Le chemin de fer du lac Saint-Jean/XVII. Parry Sound

Léger Brousseau, imprimeur-éditeur (p. 72-79).


Parry Sound

XVII


Maintenant, qu’est-ce que c’est que cette ligne du « Parry Sound », dont le nom vient de paraître pour la première fois dans le cours de cet écrit. ? Il est nécessaire ici, pour l’intelligence du lecteur, de faire un exposé et d’entrer dans certains développements qui paraîtront d’abord étrangers à notre sujet et qui y sont néanmoins intimement liés désormais.

Tout le monde sait ce qu’est le lac Huron, le plus grand, après le lac Supérieur, des cinq lacs immenses qui forment les mers intérieures du continent nord-américain. Il a deux cent soixante-dix milles de longueur et une largeur moyenne de soixante-dix ; celle-ci s’étend parfois jusqu’à cent cinq. Sa superficie est de 23000 milles carrés, y compris la baie Géorgienne qui n’est autre chose qu’un énorme bras du lac Huron s’enfonçant profondément dans le nord-ouest de la province d’Ontario. À elle seule, la baie Géorgienne a une longueur de cent trente milles sur une largeur moyenne de cinquante ; elle a la même profondeur et la même altitude que le lac proprement dit. Au fond d’une de ces larges échancrures de la baie, sortes de bras de mer qui s’étendent parfois jusqu’à une distance considérable dans les terres et que les anglais appellent des « Sounds », se trouve un port de premier ordre auquel on a donné le nom de Parry Sound, et qui est situé à peu près en face du passage par où les bateaux propulseurs des lacs et les autres cabotiers débouchent dans le lac Huron, en venant de Chicago et de Duluth.


Parry Sound s’élève sur le littoral de l’immense territoire du Muskoka qui, avec celui du Nipissing, forme une admirable région agricole et forestière au nord de la province d’Ontario. Cette région, à elle seule, comme celle qui entoure notre lac Saint-Jean, suffirait à former une province et ses richesses naturelles sont incalculables.

DONNÉES ENREGISTRÉES:
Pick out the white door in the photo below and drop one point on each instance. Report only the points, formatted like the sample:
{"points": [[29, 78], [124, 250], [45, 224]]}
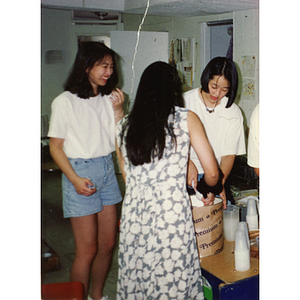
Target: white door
{"points": [[135, 57]]}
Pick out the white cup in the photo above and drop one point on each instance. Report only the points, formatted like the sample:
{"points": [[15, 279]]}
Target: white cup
{"points": [[241, 252], [230, 222]]}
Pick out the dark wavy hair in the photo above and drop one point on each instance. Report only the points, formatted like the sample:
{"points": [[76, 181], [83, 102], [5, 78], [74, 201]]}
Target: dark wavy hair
{"points": [[90, 53], [221, 66], [159, 91]]}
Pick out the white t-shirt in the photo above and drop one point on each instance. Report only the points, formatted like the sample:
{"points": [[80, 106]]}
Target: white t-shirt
{"points": [[86, 125], [224, 127], [253, 140]]}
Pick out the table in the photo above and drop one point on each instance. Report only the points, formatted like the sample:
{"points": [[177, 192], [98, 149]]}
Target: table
{"points": [[227, 283]]}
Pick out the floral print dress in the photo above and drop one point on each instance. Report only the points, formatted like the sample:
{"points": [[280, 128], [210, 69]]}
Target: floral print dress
{"points": [[158, 256]]}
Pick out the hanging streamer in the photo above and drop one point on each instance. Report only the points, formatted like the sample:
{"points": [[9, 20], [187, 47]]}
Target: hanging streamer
{"points": [[136, 47]]}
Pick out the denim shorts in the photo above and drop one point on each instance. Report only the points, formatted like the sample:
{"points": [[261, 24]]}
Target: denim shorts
{"points": [[101, 172]]}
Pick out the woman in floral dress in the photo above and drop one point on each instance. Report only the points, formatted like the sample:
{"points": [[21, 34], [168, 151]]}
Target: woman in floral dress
{"points": [[158, 257]]}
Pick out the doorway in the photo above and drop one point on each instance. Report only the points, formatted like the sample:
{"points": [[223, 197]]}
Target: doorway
{"points": [[216, 40]]}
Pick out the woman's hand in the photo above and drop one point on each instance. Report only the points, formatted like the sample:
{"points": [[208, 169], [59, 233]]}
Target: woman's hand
{"points": [[223, 197], [192, 174], [209, 200], [117, 100], [81, 186]]}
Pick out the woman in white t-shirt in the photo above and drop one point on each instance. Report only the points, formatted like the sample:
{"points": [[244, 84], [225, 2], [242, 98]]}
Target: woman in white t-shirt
{"points": [[222, 119], [82, 139]]}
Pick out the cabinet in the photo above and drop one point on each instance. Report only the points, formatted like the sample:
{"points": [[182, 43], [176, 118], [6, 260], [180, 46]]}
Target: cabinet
{"points": [[227, 283]]}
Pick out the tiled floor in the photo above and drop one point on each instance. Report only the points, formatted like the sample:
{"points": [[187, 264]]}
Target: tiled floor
{"points": [[57, 233]]}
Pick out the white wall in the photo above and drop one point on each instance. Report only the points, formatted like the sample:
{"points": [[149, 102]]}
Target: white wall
{"points": [[55, 35], [58, 33], [246, 50]]}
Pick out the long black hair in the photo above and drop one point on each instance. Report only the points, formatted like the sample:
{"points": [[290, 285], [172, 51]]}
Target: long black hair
{"points": [[90, 53], [159, 91], [221, 66]]}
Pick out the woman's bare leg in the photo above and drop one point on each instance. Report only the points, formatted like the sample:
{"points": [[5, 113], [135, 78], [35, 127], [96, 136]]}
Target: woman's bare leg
{"points": [[107, 230], [85, 234]]}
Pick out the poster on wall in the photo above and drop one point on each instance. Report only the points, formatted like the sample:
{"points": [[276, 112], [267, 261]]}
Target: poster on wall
{"points": [[182, 57], [248, 92]]}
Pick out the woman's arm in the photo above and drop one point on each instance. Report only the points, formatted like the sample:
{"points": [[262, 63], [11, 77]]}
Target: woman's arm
{"points": [[205, 154], [226, 165], [117, 100], [203, 149], [59, 156], [121, 161]]}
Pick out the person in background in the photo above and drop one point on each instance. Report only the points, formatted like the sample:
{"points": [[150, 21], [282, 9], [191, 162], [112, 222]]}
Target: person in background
{"points": [[82, 139], [158, 256], [221, 118], [253, 141]]}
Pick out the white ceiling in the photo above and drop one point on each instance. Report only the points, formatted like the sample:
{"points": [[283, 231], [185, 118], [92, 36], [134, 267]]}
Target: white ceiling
{"points": [[176, 8], [186, 8]]}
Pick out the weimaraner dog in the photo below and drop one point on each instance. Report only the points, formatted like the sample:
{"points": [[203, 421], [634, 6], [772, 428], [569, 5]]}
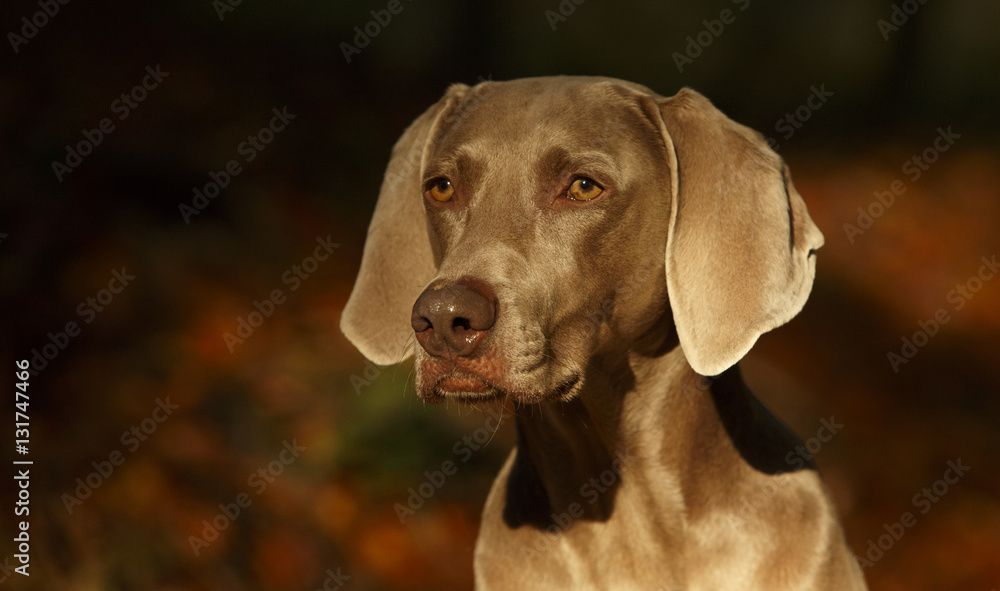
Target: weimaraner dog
{"points": [[584, 251]]}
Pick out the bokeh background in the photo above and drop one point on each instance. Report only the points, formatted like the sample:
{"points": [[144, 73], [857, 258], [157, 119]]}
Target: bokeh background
{"points": [[327, 512]]}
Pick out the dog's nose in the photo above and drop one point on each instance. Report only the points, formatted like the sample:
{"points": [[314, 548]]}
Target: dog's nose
{"points": [[451, 320]]}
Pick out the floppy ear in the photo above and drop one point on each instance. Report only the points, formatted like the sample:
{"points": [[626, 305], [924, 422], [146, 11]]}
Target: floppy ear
{"points": [[740, 249], [397, 262]]}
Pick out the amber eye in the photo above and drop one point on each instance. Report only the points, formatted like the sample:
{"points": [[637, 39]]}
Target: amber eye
{"points": [[441, 190], [584, 189]]}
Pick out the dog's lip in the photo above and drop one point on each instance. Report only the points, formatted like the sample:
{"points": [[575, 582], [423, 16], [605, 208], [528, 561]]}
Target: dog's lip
{"points": [[463, 383], [467, 387]]}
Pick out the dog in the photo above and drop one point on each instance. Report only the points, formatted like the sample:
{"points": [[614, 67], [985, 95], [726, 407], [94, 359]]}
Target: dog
{"points": [[599, 257]]}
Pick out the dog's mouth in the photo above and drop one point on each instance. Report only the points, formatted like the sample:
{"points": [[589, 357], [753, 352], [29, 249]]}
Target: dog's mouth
{"points": [[469, 388]]}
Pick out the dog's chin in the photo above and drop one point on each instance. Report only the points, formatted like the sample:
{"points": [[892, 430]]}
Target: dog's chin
{"points": [[470, 389]]}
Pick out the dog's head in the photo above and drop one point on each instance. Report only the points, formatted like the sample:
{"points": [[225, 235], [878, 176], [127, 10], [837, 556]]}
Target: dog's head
{"points": [[525, 228]]}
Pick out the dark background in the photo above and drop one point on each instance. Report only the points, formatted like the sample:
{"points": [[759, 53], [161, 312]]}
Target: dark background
{"points": [[367, 438]]}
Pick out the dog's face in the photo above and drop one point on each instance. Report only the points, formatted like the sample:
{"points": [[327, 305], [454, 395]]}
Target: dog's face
{"points": [[546, 204], [527, 228]]}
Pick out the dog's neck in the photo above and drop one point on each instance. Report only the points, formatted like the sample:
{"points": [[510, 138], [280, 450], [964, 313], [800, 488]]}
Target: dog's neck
{"points": [[639, 415], [648, 422]]}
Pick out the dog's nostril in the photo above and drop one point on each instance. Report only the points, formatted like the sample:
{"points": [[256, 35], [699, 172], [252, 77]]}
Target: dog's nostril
{"points": [[421, 323]]}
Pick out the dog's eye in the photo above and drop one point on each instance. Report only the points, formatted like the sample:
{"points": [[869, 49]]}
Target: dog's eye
{"points": [[584, 189], [441, 190]]}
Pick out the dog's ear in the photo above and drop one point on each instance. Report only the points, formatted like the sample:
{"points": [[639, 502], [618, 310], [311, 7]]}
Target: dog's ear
{"points": [[740, 249], [397, 262]]}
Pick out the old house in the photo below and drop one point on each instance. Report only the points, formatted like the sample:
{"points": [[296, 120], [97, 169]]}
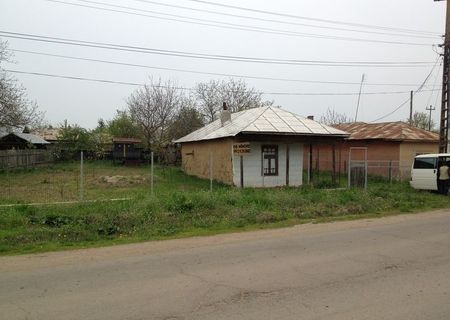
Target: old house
{"points": [[261, 147]]}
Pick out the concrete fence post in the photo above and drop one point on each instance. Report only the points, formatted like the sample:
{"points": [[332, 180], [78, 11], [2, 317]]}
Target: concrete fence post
{"points": [[210, 171], [81, 176], [151, 174]]}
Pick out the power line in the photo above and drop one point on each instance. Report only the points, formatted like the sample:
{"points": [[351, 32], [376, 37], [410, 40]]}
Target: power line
{"points": [[314, 19], [413, 94], [246, 28], [120, 47], [207, 73], [193, 89], [243, 17]]}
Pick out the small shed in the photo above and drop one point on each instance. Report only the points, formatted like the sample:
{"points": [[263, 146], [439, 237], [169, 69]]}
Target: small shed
{"points": [[127, 150], [260, 147], [19, 140], [392, 143]]}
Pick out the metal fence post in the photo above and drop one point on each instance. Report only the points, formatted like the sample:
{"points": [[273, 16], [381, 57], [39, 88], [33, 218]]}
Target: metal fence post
{"points": [[151, 174], [81, 177]]}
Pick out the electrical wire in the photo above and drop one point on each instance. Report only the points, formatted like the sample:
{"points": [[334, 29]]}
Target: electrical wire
{"points": [[208, 73], [193, 89], [409, 99], [120, 47], [242, 17], [434, 85], [246, 28], [285, 15]]}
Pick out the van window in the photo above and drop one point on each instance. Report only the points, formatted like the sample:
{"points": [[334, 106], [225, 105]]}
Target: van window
{"points": [[425, 163]]}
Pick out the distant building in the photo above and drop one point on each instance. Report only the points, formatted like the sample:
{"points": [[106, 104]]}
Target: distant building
{"points": [[260, 147], [19, 140]]}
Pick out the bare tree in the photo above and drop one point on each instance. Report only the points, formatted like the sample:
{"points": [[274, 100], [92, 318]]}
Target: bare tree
{"points": [[152, 107], [16, 110], [187, 120], [332, 117], [422, 120], [235, 93], [209, 99]]}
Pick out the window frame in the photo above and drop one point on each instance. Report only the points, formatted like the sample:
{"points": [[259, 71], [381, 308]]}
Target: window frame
{"points": [[272, 158]]}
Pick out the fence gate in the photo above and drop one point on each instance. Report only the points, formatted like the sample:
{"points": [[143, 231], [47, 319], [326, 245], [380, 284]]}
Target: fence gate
{"points": [[357, 167]]}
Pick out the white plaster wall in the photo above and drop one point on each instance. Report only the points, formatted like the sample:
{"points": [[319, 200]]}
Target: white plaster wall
{"points": [[252, 166]]}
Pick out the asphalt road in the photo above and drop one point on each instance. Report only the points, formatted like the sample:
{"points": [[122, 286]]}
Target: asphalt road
{"points": [[390, 268]]}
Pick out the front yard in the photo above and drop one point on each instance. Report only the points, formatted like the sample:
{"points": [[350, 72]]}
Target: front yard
{"points": [[181, 206]]}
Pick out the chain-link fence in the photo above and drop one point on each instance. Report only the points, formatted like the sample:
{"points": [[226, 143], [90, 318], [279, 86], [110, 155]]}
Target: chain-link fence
{"points": [[84, 180]]}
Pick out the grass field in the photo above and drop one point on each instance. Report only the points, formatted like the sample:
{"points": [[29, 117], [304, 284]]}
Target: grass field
{"points": [[181, 206]]}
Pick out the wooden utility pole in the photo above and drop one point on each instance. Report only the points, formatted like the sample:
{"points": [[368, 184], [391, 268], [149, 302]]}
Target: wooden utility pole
{"points": [[445, 114], [359, 97], [411, 106], [429, 119]]}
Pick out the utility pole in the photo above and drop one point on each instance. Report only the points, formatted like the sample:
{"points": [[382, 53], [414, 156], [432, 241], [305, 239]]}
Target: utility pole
{"points": [[359, 96], [445, 112], [410, 106], [429, 119]]}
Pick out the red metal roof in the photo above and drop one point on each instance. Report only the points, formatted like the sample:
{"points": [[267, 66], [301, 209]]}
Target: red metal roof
{"points": [[398, 131]]}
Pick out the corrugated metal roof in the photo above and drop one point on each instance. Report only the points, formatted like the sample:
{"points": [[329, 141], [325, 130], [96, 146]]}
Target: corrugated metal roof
{"points": [[262, 120], [399, 131], [126, 140], [30, 138]]}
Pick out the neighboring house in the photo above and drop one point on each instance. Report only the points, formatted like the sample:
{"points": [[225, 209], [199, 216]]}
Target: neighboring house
{"points": [[126, 150], [18, 140], [49, 134], [390, 146], [268, 147]]}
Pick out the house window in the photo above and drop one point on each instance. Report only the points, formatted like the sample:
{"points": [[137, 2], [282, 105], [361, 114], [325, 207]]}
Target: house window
{"points": [[269, 160]]}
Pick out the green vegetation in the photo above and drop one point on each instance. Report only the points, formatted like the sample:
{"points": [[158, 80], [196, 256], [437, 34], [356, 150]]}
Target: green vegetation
{"points": [[181, 206]]}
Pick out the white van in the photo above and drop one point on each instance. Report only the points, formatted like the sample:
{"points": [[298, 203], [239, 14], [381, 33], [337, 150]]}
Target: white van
{"points": [[424, 170]]}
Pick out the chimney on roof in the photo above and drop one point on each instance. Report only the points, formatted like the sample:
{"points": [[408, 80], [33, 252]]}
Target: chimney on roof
{"points": [[225, 115]]}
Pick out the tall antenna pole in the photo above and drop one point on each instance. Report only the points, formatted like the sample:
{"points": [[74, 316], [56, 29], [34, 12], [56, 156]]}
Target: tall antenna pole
{"points": [[445, 114], [359, 96]]}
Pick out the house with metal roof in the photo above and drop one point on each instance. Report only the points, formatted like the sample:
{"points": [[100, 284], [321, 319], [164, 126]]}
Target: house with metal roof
{"points": [[390, 146], [260, 147]]}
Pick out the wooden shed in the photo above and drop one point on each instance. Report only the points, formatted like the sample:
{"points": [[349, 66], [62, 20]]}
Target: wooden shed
{"points": [[260, 147]]}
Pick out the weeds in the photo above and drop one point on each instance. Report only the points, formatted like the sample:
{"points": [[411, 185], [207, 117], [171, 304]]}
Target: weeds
{"points": [[183, 206]]}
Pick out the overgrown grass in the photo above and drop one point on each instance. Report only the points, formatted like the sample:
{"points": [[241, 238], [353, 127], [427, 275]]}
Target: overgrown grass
{"points": [[183, 206]]}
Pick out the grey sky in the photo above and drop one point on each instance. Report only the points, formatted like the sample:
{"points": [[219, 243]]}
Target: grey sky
{"points": [[84, 102]]}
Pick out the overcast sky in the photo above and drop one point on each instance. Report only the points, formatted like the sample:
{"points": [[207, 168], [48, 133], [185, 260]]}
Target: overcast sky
{"points": [[295, 31]]}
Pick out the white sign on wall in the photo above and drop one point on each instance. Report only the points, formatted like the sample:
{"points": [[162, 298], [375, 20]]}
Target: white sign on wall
{"points": [[241, 148]]}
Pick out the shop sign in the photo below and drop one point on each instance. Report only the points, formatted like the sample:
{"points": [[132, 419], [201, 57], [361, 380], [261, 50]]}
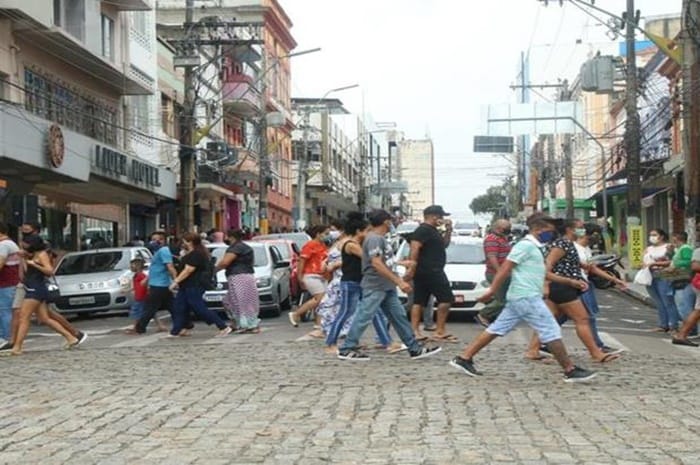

À FAIRE:
- a) Réécris en liste JSON de chaînes, avec une chaîne par ligne et sans les lignes vides, tout ce qui va de la ligne des données contenant "Pick out the shop" jusqu'à la fin des lignes de données, ces deux bouts compris. Laisse les images de côté dans ta réponse.
- b) Prolonge l'extrait sur Parry Sound à partir de sa dernière phrase.
L'extrait et les lignes de données sont deux documents indépendants l'un de l'autre.

RÉPONSES ATTENDUES:
- a)
[
  "Pick out the shop sign in the photo below and drop one point on each instance. Report only the points, formatted like the sample:",
  "{\"points\": [[132, 419], [201, 57], [361, 380], [261, 50]]}"
]

- b)
Le Territoire de Muskoka


Le district de Muskoka occupe la partie la plus élevée (les highlands) d’Ontario et renferme quantité de lacs, dont bon nombre sont à quatre cents pieds au-dessus du lac Supérieur ; il contient, déduction faite de l’espace occupé par les eaux, six millions au moins de bonne terre arable, pouvant donner la subsistance à une population de cinq cent mille âmes. Il fait aussi partie de l’immense territoire, au nord et au nord-est d’Ontario, que le gouvernement de cette province a choisi pour y faire l’essai de la colonisation gratuite. En un quart de siècle on y a vu s’élever nombre de cités et de hameaux, et des colonies s’y fonder aussi rapidement que dans les États de l’Ouest. Les chemins de fer le traversent dans toute son étendue et des bateaux à vapeur sillonnent les plus grands de ses lacs. Dans toutes les directions les communications se sont établies.

La colonisation du district de Muskoka ne date que de 1868, pas même encore trente ans ! C’est en effet à cette date que fut passée par la législature d’Ontario l’acte intitulé " Free grands and Homestead Act", qui ouvrait gratuitement aux colons toutes les terres non encore concédées du nord de la Province, comprenant, outre le district de Muskoka, ceux d’Algoma et de Nipissing et toute la partie septentrionale des comtés de Renfrew, Frontenac, Addington, Hastings, Peterborough, Victoria et Simcoe, une étendue en quelque sorte illimitée.

Grâce à la libéralité intelligente du gouvernement d’Ontario, la région des " Free grants " qui, en 1868, n’était qu’une immense forêt, coupée de lacs innombrables et de quelques chaînons de montagnes ne dépassant pas une hauteur de mille à douze cents pieds, qui ne renfermait pas encore une seule habitation, qui avait le désavantage d’un climat très froid, l’hiver, puisque le thermomètre y est descendu jusqu’à quarante degrés centigrades, s’est néanmoins transformée au point de renfermer aujourd’hui une population de soixante-dix mille âmes et plus de cent vingt cantons, distribués entre la baie Géorgienne et les rivages du haut Outaouais.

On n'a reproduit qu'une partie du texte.